## WHAT THE TASK REQUIRES:
Rewrite the listing below, changing every "innermost point" to "central point" and leaving everything else the same.
# START OF SUPPLIED INFORMATION
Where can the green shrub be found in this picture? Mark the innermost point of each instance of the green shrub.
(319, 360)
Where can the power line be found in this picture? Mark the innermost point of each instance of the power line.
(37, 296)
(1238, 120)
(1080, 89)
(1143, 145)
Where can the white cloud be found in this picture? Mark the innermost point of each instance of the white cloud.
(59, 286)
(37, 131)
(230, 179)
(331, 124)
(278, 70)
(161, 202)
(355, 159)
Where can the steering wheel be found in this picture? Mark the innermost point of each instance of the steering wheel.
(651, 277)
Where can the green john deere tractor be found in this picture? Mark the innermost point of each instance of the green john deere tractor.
# END OF SUPPLIED INFORMATION
## EXERCISE SOLUTION:
Where can the green shrub be found in this picture? Mark the central point of each instance of the green shrub.
(319, 360)
Where can the power line be found in this picture? Mark the central point of each instance of the power line.
(37, 296)
(1238, 120)
(1080, 89)
(1143, 145)
Where can the white cloud be found in this picture? Mark the central point of each instance of the white cloud.
(59, 286)
(37, 131)
(230, 179)
(331, 124)
(278, 70)
(161, 202)
(355, 159)
Where can the steering wheel be found in this picture? Mark the central point of each instance of the steering wheel.
(651, 277)
Where can the green john deere tractor be found in this picture? Mark the central point of each instance of the green john deere tractor.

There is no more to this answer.